Text zur Analyse:
_ _ _ _ _

Freundschaftsverein Tczew-Witten e.V.


Einweihung

»Dirschauer Straße« – »ulica Tczewska«

Sonntag, den 4. September 2022

um 11.30 Uhr in der Dirschauer Straße

Am 18.11.2019 stimmte der Haupt- und Finanzausschuß des Rates der Stadt Witten dem Bürgerantrag zu. Die Umsetzung wurde durch die Covid-19 Pandemie verzögert. Nun sollen die zusätzlichen Straßenschilder unter der Beteiligung von Gästen aus Tczew eingeweiht werden.
Seit 1990 besteht der Freundschaftsvertrag zwischen den Städten Witten und Tczew, seit 1998 die Städtepartnerschaft. Bis heute zeigt sich diese Verbindung zwischen den Bürgern der beiden Städte als ein aktiv gelebtes kleines Stück Europa. 



Eine Anregung gemäß § 24 Gemeindeordnung NRW (Bürgerantrag vom 27.08.2019)

„Die Stadt Witten möge aus Anlaß des 30. Jubiläums des Vertrags über die Städtefreundschaft
mit Tczew im Jahr 2020 die Straßenschilder „Dirschauer Straße“ mit
zusätzlichen Schildern in der polnischen Version „ul. Tczewska“ versehen.“



Ein Zeichen setzen! – Für ein partnerschaftliches Miteinander in Europa



Sonntag, den 4. September 2022 um 11.30 Uhr in der Dirschauer Straße

Rede zur Einweihung der zusätzlichen Straßenschilder


Sehr geehrte Damen und Herren!

_ _ _ _ _

Offene Aufgaben:
**1)** Nenne alle Jahreszahlen, die im Text zur Einweihung der Straßenschilder vorkommen, jede nur einmal.
**2)** Seit welchem Jahr besteht laut dem Text zur Einweihung der Straßenschilder die Städtepartnerschaft zwischen Witten und Tczew?
**3)** Bitte schreib die Rede im Text zur Einweihung der Straßenschilder nach der Anrede „Sehr geehrte Damen und Herren!“ weiter.
Die Einträge stehen für sich und gehören nicht zum Text zur Einweihung der Straßenschilder.

_ _ _ _ _

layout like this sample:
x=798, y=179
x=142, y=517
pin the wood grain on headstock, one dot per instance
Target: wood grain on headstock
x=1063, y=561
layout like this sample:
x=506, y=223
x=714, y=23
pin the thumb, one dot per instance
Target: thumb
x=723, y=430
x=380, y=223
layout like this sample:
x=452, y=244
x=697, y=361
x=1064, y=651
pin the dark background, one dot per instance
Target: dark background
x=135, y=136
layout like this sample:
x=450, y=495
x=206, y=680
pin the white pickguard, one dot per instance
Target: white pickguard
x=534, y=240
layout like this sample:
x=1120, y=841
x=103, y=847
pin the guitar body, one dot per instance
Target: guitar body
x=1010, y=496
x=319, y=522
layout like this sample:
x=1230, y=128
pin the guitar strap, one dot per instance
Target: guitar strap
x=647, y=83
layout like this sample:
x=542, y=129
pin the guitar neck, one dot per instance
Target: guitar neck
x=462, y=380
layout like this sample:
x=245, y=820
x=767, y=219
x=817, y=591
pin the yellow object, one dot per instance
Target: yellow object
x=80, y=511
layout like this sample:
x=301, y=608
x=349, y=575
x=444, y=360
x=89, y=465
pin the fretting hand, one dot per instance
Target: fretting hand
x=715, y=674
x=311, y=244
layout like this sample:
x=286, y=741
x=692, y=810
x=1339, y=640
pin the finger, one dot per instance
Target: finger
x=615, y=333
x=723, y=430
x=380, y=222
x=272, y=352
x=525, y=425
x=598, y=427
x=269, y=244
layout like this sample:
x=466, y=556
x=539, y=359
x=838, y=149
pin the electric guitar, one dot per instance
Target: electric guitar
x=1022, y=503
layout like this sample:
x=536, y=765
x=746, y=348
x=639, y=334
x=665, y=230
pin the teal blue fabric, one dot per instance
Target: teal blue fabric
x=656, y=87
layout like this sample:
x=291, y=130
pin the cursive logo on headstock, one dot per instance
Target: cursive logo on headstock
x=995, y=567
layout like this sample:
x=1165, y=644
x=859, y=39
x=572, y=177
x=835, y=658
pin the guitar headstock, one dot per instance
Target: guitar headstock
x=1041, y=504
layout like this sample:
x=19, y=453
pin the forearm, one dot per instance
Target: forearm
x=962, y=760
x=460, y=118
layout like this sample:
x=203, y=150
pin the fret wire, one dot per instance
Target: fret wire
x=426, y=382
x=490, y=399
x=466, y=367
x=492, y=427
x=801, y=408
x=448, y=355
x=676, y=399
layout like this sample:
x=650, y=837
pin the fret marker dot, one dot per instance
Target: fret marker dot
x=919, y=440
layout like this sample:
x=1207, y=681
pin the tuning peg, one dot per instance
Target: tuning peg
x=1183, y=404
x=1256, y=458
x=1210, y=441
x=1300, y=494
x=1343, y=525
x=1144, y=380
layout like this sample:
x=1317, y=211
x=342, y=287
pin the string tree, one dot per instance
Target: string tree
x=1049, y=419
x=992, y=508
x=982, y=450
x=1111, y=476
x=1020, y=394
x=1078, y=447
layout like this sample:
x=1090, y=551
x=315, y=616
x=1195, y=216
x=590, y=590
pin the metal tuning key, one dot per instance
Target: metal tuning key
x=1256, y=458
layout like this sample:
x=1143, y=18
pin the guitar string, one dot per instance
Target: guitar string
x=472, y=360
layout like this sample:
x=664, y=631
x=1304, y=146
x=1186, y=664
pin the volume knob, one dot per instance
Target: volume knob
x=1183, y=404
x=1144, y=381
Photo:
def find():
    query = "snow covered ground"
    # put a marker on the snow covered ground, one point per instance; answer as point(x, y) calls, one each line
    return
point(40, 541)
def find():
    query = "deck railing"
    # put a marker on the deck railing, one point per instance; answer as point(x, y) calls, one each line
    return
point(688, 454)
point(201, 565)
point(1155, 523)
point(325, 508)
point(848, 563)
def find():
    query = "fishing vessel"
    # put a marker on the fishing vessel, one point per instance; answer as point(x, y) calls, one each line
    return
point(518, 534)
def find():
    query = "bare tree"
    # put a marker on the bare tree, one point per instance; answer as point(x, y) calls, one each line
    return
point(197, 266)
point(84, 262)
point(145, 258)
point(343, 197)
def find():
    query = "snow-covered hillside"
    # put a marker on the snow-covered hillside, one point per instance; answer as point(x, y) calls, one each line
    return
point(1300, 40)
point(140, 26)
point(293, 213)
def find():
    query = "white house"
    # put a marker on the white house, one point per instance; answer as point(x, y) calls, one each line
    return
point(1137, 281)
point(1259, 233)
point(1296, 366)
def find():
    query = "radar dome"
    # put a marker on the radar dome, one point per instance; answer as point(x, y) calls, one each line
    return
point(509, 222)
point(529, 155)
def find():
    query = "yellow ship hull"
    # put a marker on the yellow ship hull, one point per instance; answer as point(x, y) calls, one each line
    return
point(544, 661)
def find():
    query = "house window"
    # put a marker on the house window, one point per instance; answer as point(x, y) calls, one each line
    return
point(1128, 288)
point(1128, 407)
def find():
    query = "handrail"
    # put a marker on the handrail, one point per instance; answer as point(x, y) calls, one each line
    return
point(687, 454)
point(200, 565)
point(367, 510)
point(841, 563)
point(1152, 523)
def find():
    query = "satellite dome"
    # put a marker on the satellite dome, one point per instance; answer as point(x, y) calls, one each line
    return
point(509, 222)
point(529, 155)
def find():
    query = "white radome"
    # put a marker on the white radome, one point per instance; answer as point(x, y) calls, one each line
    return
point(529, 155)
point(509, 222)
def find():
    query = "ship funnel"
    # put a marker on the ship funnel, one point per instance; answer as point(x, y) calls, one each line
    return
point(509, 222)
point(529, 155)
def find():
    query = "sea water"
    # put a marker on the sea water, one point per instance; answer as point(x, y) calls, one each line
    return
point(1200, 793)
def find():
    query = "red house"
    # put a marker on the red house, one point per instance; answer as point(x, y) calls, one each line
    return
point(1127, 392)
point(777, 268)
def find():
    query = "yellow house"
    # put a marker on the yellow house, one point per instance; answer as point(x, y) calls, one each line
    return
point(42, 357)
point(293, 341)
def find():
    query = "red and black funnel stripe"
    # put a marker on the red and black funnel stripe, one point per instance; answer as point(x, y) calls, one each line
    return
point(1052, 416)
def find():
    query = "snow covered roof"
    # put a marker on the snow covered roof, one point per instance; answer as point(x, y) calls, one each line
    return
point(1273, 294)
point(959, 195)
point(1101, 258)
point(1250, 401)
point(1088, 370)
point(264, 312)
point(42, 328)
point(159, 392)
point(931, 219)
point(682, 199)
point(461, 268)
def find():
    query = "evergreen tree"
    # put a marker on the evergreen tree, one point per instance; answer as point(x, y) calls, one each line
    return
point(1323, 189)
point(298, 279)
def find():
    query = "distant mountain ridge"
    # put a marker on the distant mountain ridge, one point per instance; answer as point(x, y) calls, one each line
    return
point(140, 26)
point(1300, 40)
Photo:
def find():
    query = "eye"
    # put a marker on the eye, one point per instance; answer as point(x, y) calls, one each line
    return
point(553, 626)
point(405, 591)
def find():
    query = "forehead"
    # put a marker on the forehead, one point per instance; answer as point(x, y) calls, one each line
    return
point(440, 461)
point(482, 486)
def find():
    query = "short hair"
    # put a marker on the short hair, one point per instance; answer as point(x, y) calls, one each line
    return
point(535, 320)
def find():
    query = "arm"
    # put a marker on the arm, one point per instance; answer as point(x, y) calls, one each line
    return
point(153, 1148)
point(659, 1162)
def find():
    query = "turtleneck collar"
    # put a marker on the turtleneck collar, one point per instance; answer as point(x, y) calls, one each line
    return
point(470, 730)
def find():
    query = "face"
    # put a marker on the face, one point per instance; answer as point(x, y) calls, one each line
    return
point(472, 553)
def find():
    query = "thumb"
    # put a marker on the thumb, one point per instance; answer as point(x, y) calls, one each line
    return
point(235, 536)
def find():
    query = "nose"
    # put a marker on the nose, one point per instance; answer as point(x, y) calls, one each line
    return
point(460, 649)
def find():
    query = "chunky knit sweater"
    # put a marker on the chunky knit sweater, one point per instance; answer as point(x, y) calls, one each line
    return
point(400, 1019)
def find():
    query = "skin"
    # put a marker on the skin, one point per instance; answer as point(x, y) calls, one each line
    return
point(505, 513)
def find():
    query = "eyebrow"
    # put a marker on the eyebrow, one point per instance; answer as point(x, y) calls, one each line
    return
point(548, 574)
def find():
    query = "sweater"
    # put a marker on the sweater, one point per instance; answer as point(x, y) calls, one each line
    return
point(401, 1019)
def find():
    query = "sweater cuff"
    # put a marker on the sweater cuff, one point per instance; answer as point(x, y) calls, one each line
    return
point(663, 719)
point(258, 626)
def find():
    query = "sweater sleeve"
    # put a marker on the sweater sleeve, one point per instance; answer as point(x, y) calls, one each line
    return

_ _ _ _ _

Gelöste Aufgaben:
**1)** 2022, 2019, 1990, 1998, 2020

**2)** Seit 1998.

**3)**
Liebe Anwohnerinnen und Anwohner der Dirschauer Straße!
Sie haben es mit Ihrer Beteiligung an dem Bürgerantrag vom August 2019 möglich gemacht, daß wir heute hier stehen.

Sehr geehrter Herr Stadtpräsident Mirosaw Pobocki!
Sehr geehrte Gäste aus der Partnerstadt Tczew!

Sehr geehrter Herr Bürgermeister Lars König!
Sehr geehrte Mitglieder des Rates der Stadt Witten!

Liebe Gäste aus den Partnerstädten!

Ein polnisches Straßenschild in einer deutschen Stadt.
Dies ist durchaus ungewöhnlich und wir sollten darüber sprechen, warum wir froh sind, daß hier nun zwei Schilder und eine Erläuterung zu sehen sind.

Wissen die Menschen in Witten, was Dirschau ist? Nein, selbst hier in der Straße wußten nicht alle Anwohner, was es mit dem Wort auf sich hat. Es ist der deutsche Name einer polnischen Stadt. Es ist der Name der polnischen Stadt, mit der die Stadt Witten und ihre Bürger seit 32 Jahren freundschaftlich verbunden sind.

Seit dem Jahr 1990 gibt es die konkrete Hoffnung auf ein gemeinsames und geeintes Europa. Ein gemeinsames Haus Europa. Auf ein Europa ohne Krieg. – Wir sehen, wir sind noch sehr weit entfernt von der positiven Vision von Europa.

Aber das historische Tczew, das mit deutschem Namen seit der Gründung im Jahre 1260 immer auch schon Dirschau hieß, war ein Beispiel dafür, was in Europa möglich war. Ein polnischer Fürst gründete eine Stadt, in der es von Anfang an auch deutsche Bürger gab. Und Menschen, die sich als Deutsche verstanden, weil sie Deutsch sprachen, nicht weil sie einen deutschen Paß hatten, lebten Jahrhunderte lang unter polnischer Herrschaft.

Zu dieser Geschichte des Zusammenlebens von Polen und Deutschen gehört aber auch die Geschichte deutschen Strebens nach Macht und Einfluß auf Kosten anderer. Hier ist auch auf die Rolle des Deutschen Ritterordens, des Deutschen Ordens oder des Deutschherrenordens hinzuweisen, die bis heute in Deutschland erstaunlich unkritisch wahrgenommen wird.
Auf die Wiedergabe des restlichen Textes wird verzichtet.